> _Source data_:
*****
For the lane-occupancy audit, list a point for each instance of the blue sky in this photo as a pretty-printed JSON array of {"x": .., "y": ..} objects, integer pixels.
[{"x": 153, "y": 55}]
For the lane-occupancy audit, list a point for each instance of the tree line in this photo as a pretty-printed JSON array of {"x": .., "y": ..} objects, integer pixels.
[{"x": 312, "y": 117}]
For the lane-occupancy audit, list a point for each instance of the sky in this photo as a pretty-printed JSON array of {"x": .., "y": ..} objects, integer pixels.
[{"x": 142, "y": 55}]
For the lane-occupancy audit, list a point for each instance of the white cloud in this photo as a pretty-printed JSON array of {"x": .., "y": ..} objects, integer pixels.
*****
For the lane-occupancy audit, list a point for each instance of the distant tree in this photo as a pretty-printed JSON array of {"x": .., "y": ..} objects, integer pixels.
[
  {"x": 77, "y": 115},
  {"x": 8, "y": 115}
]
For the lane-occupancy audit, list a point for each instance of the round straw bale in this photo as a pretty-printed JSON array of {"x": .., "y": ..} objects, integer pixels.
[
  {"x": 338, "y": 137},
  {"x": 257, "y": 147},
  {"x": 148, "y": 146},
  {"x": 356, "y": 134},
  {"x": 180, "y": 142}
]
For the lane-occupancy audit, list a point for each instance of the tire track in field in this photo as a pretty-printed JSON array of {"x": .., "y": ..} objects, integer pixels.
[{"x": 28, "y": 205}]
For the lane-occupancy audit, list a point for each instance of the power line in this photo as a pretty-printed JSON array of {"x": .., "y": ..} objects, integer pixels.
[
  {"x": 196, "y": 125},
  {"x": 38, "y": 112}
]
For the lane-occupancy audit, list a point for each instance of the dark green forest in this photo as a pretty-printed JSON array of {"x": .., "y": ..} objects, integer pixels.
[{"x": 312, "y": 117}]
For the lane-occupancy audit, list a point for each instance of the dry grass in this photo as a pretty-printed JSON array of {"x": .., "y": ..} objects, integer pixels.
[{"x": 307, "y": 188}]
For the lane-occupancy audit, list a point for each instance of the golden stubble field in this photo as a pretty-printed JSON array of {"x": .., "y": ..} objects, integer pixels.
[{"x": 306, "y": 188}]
*****
> _Problem_: Reproduce verbatim the lines of the listing from the line containing "of the tree" through the line containing "of the white", both included.

> _Exercise answer_:
For the lane-occupancy audit, list a point for each instance of the tree line in this photo as a pretty-printed JSON array of {"x": .., "y": ..} objects, integer pixels.
[{"x": 312, "y": 117}]
For the lane-occupancy audit, list a point for each instance of the sky in this photo as a pretty-printed JSON array of {"x": .., "y": ..} objects, integer pixels.
[{"x": 142, "y": 55}]
For the lane-occupancy audit, list a point for each instance of the white cloud in this photo as a pretty-printed JSON array of {"x": .., "y": ..} objects, integer pixels.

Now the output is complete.